• **Fragmento para leer**:
* * * *
Pocas personas jugaron un papel más importante en la Revolución Francesa que Louis Antoine de Saint-Just, y pocas revoluciones han tenido un eco mayor en la historia que la que protagonizaron los franceses en 1789. Para todos los que aspiramos a transformar el mundo, para todos los que compartimos su motivación de ser dueños de nuestro propio destino, los revolucionarios franceses son una de las referencias inexcusables. Más aún en tiempos como los que corren, en los que la base teórica de las revoluciones ha perdido peso frente a la pura acción, y se califica abiertamente de revoluciones movimientos reaccionarios como el que protagonizaron los ultranacionalistas ucranianos en 2014 o el que está protagonizando el neocolonialismo en Hong Kong. Tiempos en los que el Procès, una causa insolidaria e injusta, se convierte en el paradigma de una cierta parte de la izquierda que encuentra en los disturbios, en el enfrentamiento con la policía, el único criterio de un proceso revolucionario.
Hace muchos años que en la izquierda española que aspira a ser revolucionaria se ha instalado, de forma casi incuestionable, la doctrina de la ruptura democrática. La idea de que el denominado «Régimen del 78» es una especie de dictadura fascista encubierta. La tarea a cumplir, la revolución pendiente, sería en ese caso la lucha por los derechos democráticos: contra la represión, por la república… y por la autodeterminación de unos pueblos supuestamente oprimidos. Esa parte de la izquierda española, nada despreciable en número e influencia, se ha mostrado dispuesta y encantada de colaborar con los nacionalismos periféricos convencida de que serían la piedra de toque, el campo de batalla, en el que se jugaría la partida de todo el país. No ha sido un fenónemo exclusivo de «radicales»: la propia Izquierda Unida bajo la dirección de Gaspar Llamazares adoptó la lógica de la geometría variable para aliarse con fuerzas nacionalistas allí donde coincidieran ambas organizaciones. En su momento, la mayor combatividad, organización e influencia del nacionalismo vasco convirtió a Euskadi en la referencia; hoy, el conflicto catalán ha desplazado el eje de Bilbao a Barcelona.
* * * *
• **Datos del conjunto**:
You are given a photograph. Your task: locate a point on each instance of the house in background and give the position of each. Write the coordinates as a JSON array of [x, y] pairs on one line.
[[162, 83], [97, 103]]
* * * *
• **Consigna**:
Responde brevemente a estas preguntas sobre el fragmento:
(a) ¿En qué año protagonizaron los franceses su revolución?
(b) ¿Bajo la dirección de quién adoptó Izquierda Unida la lógica de la geometría variable?
(c) ¿A qué ciudad ha desplazado el conflicto catalán el eje que antes estaba en Bilbao?
El material no guarda relación con el fragmento.

• **Respuesta del ejercicio**:
(a) En 1789.
(b) Bajo la dirección de Gaspar Llamazares.
(c) A Barcelona.